▶ _What you should do_
Reproduce each of the following records verbatim, with no change to any character, space, or line break.

▶ _The input_
= = = = = = =

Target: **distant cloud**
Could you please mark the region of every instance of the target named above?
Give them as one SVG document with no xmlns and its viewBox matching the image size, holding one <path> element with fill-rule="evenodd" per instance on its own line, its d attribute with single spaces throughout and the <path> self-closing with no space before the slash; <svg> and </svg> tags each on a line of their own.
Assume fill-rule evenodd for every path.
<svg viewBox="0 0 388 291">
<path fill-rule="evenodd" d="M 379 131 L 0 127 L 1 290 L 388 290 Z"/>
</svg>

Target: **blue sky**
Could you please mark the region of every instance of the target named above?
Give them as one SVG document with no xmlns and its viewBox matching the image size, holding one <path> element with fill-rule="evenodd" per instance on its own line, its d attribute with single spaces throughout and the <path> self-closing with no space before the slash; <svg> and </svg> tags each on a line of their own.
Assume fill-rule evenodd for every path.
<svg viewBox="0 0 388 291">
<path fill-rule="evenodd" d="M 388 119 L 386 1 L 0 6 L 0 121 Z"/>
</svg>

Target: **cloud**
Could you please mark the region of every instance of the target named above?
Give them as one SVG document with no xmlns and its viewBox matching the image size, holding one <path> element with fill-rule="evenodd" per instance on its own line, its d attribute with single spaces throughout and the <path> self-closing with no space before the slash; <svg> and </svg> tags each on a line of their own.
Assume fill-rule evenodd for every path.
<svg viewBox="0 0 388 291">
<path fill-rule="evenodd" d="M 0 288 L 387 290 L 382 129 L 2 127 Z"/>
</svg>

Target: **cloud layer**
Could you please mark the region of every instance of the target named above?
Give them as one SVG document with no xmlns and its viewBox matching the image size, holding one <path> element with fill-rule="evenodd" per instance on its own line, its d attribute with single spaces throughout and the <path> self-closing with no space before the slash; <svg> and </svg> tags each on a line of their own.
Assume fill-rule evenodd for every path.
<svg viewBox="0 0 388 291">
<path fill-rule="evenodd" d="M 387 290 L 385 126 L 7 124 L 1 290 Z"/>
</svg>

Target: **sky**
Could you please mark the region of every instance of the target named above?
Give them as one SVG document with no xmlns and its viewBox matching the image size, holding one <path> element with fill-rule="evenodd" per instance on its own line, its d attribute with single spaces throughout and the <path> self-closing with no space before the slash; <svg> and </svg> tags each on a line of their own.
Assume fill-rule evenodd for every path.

= = = = = = =

▶ _Exercise response_
Target: **distant cloud**
Could you please mark the region of every instance of the target named above?
Give them as one SVG document with no xmlns and its viewBox matching the image size, holding one <path> element with fill-rule="evenodd" per instance on its own line, its d attribute with single spaces throughout and the <path> self-closing with no space before the slash; <svg> and </svg> tags each on a line of their own.
Assume fill-rule evenodd for every path.
<svg viewBox="0 0 388 291">
<path fill-rule="evenodd" d="M 379 131 L 0 127 L 1 290 L 388 290 Z"/>
</svg>

Target: **blue sky**
Could you please mark the region of every instance of the target named above?
Give them as one SVG document with no xmlns and its viewBox matching the image size, holding one <path> element with fill-rule="evenodd" per instance on its own line, its d attribute with single spaces throughout and the <path> self-closing with no space before the slash; <svg> and </svg> tags each on a line of their own.
Assume fill-rule evenodd for every path.
<svg viewBox="0 0 388 291">
<path fill-rule="evenodd" d="M 388 119 L 386 1 L 0 6 L 0 121 Z"/>
</svg>

Target: **cloud**
Could you please mark the region of every instance of the target named above?
Give them as one SVG document with no xmlns and its viewBox matching the image size, holding one <path> element with fill-rule="evenodd" per instance on its own line, its d attribute with single spaces throughout and the <path> self-closing with no space before the slash; <svg> and </svg> tags each on a line of their own.
Assume fill-rule evenodd for every path.
<svg viewBox="0 0 388 291">
<path fill-rule="evenodd" d="M 0 288 L 387 290 L 382 129 L 2 127 Z"/>
</svg>

Target: **cloud layer**
Could you please mark the region of every instance of the target named above?
Give them as one SVG document with no xmlns and its viewBox matching the image size, holding one <path> element with fill-rule="evenodd" per instance on its own line, its d attribute with single spaces throughout and the <path> self-closing with no space before the slash; <svg> and </svg> tags each on a line of their own.
Assume fill-rule evenodd for every path.
<svg viewBox="0 0 388 291">
<path fill-rule="evenodd" d="M 387 290 L 385 126 L 7 124 L 1 290 Z"/>
</svg>

Target: **sky**
Could you please mark the region of every instance of the target named above?
Give them as one SVG document with no xmlns and its viewBox matching the image size, holding one <path> element with fill-rule="evenodd" per instance on its own line, its d attribute with single spaces throughout and the <path> self-closing with no space before the slash; <svg> and </svg> tags each on a line of their own.
Assume fill-rule evenodd for every path.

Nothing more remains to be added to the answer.